La mort et le deuil sont des sujets souvent tabous dans les programmes jeunesse, tant ils effraient les parents. Mais les enfants, eux, savent. Ils préfèrent parler de ce que les effraie plutôt que de cacher leurs angoisses sous leur lit.
Cette série parle frontalement de la perte, de la chute, du manque, et du fait que l’on peut se relever et grandir en se faisant confiance.
L’esthétique de la série se distingue par un univers visuel onirique, avec des décors somptueux et une nature omniprésente. Quelles ont été les principales inspirations artistiques de cet imaginaire, et quel parti pris a guidé la direction artistique ?
La principale inspiration graphique vient de l’œuvre grandiose d’Eyvind Earle (1916-2000), qui a aussi influencé Walt Disney dans les années 50, si je ne me trompe pas, en analysant le côté rythmé et stylisé de la nature.
Par ailleurs, nous avons sciemment voulu créer une ambiguïté visuelle en référence à l’époque – sommes-nous vraiment au Moyen Age ? – et à la géographie – sommes-nous en Asie ? au Moyen-Orient ? en Amérique Latine ? Les personnages de Chloé ont cette force qui les rendent si singuliers.

(Activité A) D'après l'extrait sur la série, de quelle œuvre vient la principale inspiration graphique ?
(Activité B) Résumez en deux phrases l'extrait sur la série.
(Activité C) Poursuivez, s'il vous plaît, l'extrait sur la série à partir de sa dernière phrase.
Les enregistrements qui suivent l'extrait proviennent d'une autre source.

(Données extraites)
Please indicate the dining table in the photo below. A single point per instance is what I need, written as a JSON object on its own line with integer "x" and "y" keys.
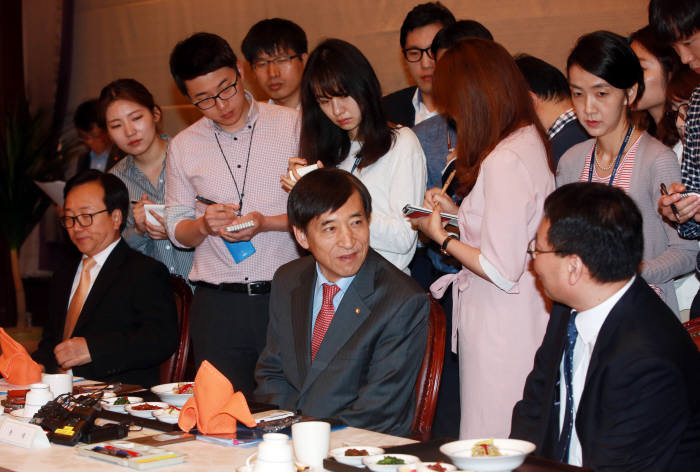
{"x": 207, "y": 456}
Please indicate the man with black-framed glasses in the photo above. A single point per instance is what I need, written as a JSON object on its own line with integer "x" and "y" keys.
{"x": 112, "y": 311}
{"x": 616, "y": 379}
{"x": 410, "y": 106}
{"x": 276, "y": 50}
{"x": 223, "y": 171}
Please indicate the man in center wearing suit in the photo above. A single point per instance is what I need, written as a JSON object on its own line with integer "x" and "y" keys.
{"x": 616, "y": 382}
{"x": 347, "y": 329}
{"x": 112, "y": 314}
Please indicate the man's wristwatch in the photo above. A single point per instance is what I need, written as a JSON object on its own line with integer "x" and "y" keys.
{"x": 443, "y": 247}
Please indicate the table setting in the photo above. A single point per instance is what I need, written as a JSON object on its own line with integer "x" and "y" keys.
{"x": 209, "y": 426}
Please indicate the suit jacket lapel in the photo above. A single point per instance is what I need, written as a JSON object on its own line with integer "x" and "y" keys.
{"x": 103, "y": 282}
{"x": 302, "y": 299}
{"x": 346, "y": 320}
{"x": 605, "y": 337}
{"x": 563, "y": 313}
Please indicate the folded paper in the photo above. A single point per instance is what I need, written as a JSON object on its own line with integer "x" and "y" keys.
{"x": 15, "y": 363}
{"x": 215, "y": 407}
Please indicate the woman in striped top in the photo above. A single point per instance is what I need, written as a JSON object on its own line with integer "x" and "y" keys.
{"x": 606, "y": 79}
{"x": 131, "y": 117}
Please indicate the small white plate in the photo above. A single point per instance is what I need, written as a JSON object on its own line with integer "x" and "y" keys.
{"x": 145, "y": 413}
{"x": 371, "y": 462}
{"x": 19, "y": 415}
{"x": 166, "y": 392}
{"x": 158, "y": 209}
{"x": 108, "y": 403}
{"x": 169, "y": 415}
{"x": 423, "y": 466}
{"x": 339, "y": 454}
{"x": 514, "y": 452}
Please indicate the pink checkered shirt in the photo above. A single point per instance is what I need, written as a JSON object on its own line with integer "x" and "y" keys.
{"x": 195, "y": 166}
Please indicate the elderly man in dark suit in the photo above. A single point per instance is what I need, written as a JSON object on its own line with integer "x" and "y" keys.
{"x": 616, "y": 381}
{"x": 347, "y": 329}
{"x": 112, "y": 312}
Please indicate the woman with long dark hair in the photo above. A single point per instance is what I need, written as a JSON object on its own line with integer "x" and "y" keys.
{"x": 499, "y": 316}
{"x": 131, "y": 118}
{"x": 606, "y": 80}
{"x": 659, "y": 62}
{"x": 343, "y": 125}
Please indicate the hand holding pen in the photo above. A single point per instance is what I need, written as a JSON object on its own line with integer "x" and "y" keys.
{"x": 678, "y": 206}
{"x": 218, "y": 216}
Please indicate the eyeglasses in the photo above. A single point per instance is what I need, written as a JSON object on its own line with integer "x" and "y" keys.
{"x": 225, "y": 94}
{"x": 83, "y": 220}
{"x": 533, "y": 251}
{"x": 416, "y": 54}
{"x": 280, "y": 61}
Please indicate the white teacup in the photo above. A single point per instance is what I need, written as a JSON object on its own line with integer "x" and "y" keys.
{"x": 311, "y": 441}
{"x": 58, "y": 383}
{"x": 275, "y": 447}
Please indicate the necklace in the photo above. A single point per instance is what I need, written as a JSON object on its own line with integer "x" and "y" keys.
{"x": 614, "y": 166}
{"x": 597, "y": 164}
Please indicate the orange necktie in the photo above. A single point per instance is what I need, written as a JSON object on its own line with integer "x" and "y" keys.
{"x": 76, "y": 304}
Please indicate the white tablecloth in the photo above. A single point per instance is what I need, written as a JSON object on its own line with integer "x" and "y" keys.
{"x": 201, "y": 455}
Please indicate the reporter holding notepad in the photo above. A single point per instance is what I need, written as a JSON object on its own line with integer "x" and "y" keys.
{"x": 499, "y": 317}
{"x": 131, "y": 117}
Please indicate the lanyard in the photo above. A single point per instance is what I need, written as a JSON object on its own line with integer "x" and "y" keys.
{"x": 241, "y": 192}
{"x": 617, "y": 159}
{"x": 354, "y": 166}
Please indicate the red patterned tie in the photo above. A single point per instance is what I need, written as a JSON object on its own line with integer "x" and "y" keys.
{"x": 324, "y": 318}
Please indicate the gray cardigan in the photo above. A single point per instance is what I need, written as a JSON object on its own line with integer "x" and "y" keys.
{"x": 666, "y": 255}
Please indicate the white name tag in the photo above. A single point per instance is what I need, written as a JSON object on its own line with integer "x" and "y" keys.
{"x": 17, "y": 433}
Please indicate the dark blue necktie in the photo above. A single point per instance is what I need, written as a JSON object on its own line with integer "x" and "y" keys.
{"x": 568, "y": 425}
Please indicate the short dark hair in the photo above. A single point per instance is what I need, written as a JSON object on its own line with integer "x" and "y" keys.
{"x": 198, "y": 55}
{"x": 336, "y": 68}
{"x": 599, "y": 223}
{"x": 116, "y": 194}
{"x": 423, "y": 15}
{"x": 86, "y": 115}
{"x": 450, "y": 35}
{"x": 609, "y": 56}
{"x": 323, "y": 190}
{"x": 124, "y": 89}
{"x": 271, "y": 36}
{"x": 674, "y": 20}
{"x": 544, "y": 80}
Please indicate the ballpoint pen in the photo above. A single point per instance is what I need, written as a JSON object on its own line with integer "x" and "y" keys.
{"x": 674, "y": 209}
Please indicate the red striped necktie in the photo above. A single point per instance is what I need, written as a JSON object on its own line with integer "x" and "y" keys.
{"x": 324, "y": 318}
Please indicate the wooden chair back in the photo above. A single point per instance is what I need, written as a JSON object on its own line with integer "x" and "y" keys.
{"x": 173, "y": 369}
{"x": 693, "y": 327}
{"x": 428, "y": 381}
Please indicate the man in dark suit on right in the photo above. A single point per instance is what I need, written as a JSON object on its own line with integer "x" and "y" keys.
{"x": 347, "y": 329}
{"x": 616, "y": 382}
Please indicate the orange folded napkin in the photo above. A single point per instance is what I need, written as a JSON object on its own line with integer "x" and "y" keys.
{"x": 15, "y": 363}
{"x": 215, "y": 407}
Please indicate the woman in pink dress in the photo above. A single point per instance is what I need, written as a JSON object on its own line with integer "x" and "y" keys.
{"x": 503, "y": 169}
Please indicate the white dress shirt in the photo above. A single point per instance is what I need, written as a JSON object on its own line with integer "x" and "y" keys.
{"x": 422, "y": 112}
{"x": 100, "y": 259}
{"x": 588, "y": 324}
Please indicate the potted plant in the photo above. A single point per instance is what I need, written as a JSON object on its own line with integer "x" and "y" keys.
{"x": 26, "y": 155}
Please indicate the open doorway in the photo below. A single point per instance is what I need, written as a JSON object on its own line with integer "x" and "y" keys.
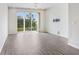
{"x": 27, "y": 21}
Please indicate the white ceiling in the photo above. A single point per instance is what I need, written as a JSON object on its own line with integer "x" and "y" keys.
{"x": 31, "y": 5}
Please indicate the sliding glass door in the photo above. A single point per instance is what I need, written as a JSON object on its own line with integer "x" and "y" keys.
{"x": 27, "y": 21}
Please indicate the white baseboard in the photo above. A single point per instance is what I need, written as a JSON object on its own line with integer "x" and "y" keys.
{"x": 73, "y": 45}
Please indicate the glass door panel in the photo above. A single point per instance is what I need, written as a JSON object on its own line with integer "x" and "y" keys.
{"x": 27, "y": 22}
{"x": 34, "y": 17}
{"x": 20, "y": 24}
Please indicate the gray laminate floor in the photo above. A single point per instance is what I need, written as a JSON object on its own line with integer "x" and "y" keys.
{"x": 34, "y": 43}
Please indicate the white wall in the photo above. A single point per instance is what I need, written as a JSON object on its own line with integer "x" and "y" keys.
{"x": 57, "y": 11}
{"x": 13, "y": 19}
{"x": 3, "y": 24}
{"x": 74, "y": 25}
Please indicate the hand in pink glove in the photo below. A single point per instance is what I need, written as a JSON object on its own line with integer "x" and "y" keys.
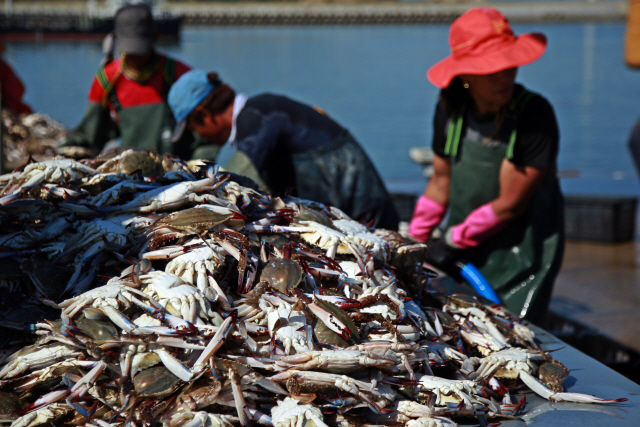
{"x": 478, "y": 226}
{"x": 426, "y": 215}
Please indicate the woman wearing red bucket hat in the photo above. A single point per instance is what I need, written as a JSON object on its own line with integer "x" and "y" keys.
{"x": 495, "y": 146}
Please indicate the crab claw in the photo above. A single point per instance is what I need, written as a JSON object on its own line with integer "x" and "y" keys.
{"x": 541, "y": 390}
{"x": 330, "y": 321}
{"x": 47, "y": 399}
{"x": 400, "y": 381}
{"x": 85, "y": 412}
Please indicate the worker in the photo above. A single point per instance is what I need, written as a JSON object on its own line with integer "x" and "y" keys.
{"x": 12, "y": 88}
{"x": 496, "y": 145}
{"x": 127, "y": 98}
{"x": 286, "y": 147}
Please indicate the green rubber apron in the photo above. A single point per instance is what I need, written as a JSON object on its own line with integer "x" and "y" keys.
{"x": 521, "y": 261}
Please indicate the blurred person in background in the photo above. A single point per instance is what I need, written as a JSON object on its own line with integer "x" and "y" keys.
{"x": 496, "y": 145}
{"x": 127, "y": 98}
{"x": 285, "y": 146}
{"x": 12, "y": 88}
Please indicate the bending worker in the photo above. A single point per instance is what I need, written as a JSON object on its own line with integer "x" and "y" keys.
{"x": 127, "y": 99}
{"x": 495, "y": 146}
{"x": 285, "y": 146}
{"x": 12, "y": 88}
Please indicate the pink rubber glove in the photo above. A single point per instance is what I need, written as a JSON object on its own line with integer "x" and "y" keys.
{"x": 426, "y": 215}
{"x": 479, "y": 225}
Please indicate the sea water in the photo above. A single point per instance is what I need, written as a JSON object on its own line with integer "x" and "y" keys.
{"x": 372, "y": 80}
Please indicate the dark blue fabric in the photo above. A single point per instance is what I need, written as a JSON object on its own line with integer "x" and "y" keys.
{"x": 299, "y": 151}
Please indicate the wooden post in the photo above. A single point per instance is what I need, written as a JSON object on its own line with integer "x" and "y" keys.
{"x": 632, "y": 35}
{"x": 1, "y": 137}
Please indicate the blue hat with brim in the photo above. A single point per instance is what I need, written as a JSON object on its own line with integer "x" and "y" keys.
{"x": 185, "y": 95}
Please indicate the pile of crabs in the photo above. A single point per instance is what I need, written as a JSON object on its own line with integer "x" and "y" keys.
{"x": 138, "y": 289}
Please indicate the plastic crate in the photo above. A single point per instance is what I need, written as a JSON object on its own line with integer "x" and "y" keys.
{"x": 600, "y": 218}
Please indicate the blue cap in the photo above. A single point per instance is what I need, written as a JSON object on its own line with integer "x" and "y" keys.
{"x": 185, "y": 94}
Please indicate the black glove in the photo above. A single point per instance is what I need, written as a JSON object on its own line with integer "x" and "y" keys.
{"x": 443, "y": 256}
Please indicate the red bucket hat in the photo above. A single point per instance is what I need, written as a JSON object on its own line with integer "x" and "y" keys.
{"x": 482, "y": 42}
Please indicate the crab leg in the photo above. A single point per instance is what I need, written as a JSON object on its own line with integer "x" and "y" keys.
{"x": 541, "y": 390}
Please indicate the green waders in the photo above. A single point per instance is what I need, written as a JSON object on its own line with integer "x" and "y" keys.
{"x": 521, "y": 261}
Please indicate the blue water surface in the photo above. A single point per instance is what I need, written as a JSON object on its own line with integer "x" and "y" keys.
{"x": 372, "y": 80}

(Réponse attendue A) Elle vient de l'œuvre d'Eyvind Earle (1916-2000).

(Réponse attendue B) Alors que la mort et le deuil sont souvent tabous dans les programmes jeunesse, la série parle frontalement de la perte, de la chute et du manque, et montre qu'on peut se relever et grandir en se faisant confiance. Son univers visuel onirique s'inspire surtout de l'œuvre d'Eyvind Earle et entretient volontairement une ambiguïté sur l'époque et la géographie.

(Réponse attendue C)
La musique, composée par Pablo Pico, joue un rôle essentiel dans l’atmosphère de la série et accompagne avec force le récit. Comment le rôle de la musique a t-il été pensé dans la série, et comment s’est déroulé le travail autour de la bande originale ?
Pablo est un génie (il parait qu’il n’en naît qu’un par million !). Il apporte un côté "organique" à ses compositions. Dès le teaser, il a su sublimer l’image en lui insufflant de la magie.
Malgré les contraintes liées à la répartition des tâches, dues à la coproduction avec le Portugal, il nous est vite apparu évident que Pablo devait composer la musique de l’ensemble de la série.
La série aborde également des thèmes universels tels que le deuil, la quête de soi ou l’amitié, des sujets profonds portés avec sensibilité. À qui s’adresse La Rivière à l'envers ? Peut-on dire qu’elle parle autant aux enfants qu’aux adultes ?
Oui, on peut le dire. Jean-Claude dit humblement que ce livre est "passé à travers lui" et qu'il ne lui appartient plus. Alors peut-être, comme pour "Le Petit Prince", que certaines œuvres exceptionnelles viennent "d’ailleurs", et qu’elles deviennent ainsi des messages universels qui s’adressent à tous ?
La sélection de la série en compétition au Festival d’Annecy, dans la catégorie dédiée à l’audiovisuel, lui offre une belle visibilité à l’international. Quelles sont vos ambitions pour la série à l’étranger ? Quels marchés ou territoires ciblez-vous en priorité ?
Tous les territoires sont les bienvenus : les petits comme les grands mais les plus riches sont encore davantage welcome pour compléter nos "homes" (Belgique, Portugal, Canada, Estonie, Suisse et TV5MONDE)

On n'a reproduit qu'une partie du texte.